Task directions: Print all the records exactly, please.

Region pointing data

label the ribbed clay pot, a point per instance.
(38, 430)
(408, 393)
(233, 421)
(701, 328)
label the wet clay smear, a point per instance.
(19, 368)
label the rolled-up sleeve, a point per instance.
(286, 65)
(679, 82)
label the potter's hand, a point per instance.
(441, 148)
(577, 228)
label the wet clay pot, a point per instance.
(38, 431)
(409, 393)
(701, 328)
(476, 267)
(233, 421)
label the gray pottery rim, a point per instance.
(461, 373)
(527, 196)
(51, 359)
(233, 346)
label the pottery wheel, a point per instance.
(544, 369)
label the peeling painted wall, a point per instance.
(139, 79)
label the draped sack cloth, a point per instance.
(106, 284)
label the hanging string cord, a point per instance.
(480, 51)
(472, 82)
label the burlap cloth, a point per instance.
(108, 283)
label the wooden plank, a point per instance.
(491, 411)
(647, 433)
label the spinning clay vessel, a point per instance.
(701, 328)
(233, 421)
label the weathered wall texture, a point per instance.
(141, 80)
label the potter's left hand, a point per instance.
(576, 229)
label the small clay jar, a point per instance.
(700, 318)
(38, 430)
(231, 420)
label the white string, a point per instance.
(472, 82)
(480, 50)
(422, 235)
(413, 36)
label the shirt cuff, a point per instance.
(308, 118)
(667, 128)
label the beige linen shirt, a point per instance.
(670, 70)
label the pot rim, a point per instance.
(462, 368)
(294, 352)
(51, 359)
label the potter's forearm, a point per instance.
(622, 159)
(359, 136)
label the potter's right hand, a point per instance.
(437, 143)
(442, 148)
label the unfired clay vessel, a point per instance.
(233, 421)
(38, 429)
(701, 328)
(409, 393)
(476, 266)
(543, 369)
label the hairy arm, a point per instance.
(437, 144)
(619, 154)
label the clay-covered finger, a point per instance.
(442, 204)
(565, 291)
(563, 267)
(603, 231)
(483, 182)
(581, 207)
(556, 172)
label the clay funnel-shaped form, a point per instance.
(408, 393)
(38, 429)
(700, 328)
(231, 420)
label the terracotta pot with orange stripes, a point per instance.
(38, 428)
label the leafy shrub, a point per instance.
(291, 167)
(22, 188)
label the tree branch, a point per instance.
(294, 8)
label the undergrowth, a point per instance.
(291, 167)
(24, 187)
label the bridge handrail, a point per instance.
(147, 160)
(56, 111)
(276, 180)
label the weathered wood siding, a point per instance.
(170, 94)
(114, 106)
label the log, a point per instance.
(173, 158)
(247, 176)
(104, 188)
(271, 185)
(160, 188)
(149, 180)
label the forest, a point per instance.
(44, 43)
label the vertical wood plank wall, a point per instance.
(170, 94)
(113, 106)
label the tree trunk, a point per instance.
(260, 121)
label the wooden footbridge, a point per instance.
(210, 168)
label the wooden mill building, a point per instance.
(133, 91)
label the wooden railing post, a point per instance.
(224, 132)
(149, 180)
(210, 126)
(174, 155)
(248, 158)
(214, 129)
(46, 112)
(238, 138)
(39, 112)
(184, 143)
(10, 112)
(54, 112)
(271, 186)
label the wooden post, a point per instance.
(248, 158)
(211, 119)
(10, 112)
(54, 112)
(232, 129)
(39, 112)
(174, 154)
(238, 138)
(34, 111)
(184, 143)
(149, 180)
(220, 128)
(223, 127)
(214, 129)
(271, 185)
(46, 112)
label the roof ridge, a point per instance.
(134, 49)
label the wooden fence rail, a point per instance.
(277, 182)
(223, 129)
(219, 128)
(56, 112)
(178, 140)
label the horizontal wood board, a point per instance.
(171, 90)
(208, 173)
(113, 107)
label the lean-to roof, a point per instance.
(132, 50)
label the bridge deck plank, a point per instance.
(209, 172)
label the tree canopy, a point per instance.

Response:
label the ribbed clay pot, a point per instance.
(38, 430)
(408, 393)
(233, 421)
(701, 328)
label the wet clay smear, a point per instance.
(19, 368)
label the rolled-up sleeve, a point per instance.
(286, 65)
(679, 82)
label the potter's hand, a point per instance.
(441, 148)
(577, 228)
label the wet clay pot, a point per instance.
(38, 431)
(409, 393)
(701, 328)
(476, 267)
(233, 421)
label the gray pottery rim, a point per instance.
(461, 373)
(527, 196)
(51, 359)
(233, 346)
label the pottery wheel, a point per instance.
(544, 369)
label the peeling painted wall, a point per instance.
(139, 79)
label the draped sack cloth, a point per instance.
(106, 284)
label the hanging string cord, a point per instance.
(480, 51)
(472, 82)
label the burlap cloth, a point per instance.
(108, 283)
label the wooden plank, a point per instance.
(491, 411)
(647, 433)
label the spinning clay vessel, a point per instance.
(701, 328)
(233, 421)
label the weathered wall texture, a point per instance.
(141, 80)
label the potter's left hand, a point per instance.
(576, 229)
label the small clay jar, a point per instance.
(700, 318)
(38, 430)
(231, 420)
label the white string, a point per instance.
(472, 82)
(480, 50)
(422, 235)
(413, 36)
label the shirt cuff, a point per instance.
(308, 118)
(667, 128)
label the beige linen shirt, a point per instance.
(670, 70)
label the pot rim, a point per instance.
(462, 368)
(294, 352)
(51, 359)
label the potter's forearm, a point per instance.
(622, 159)
(359, 136)
label the potter's right hand, a point per instance.
(437, 143)
(442, 148)
label the unfired clay vessel, a point per instance.
(233, 421)
(38, 429)
(701, 328)
(409, 393)
(476, 266)
(543, 369)
label the hairy arm, a point per instance.
(437, 144)
(619, 154)
label the clay-covered finger, a point per instance.
(442, 204)
(565, 291)
(563, 267)
(603, 231)
(483, 182)
(581, 207)
(556, 172)
label the clay funnel-shaped form, a point per instance.
(408, 393)
(38, 429)
(700, 328)
(231, 420)
label the terracotta pot with orange stripes, a point per instance.
(38, 428)
label the leafy shrub, a point per instance.
(291, 167)
(22, 188)
label the tree branch, a point per instance.
(294, 8)
label the undergrowth, a point per instance.
(291, 167)
(24, 187)
label the bridge handrail, a point per instance.
(147, 160)
(56, 111)
(276, 180)
label the weathered wood siding, a point per instance.
(170, 94)
(114, 106)
label the log, a point per instance.
(173, 158)
(247, 176)
(104, 188)
(271, 185)
(160, 188)
(149, 180)
label the forest, a point per instance.
(44, 43)
label the vertical wood plank wall, a point per instance.
(170, 94)
(113, 106)
label the tree trunk, a point per instance.
(260, 121)
label the wooden footbridge, a point per instance.
(210, 168)
label the wooden mill building, a point per instance.
(133, 91)
label the wooden railing post, a point per instance.
(224, 132)
(149, 180)
(210, 126)
(174, 155)
(248, 158)
(214, 129)
(46, 112)
(238, 138)
(39, 112)
(184, 143)
(10, 112)
(54, 112)
(271, 186)
label the wooden post, a point per instance.
(248, 158)
(211, 119)
(10, 112)
(54, 112)
(232, 129)
(39, 112)
(174, 154)
(238, 138)
(34, 111)
(184, 143)
(149, 180)
(220, 128)
(223, 127)
(214, 129)
(271, 185)
(46, 112)
label the roof ridge, a point per instance.
(134, 49)
label the wooden fence rail, a point per instance.
(277, 182)
(223, 129)
(219, 128)
(56, 112)
(178, 140)
label the horizontal wood board, a point per instance.
(171, 90)
(208, 173)
(113, 107)
label the lean-to roof, a point per instance.
(132, 50)
label the bridge deck plank, a point per instance.
(209, 172)
label the tree canopy, a point per instance.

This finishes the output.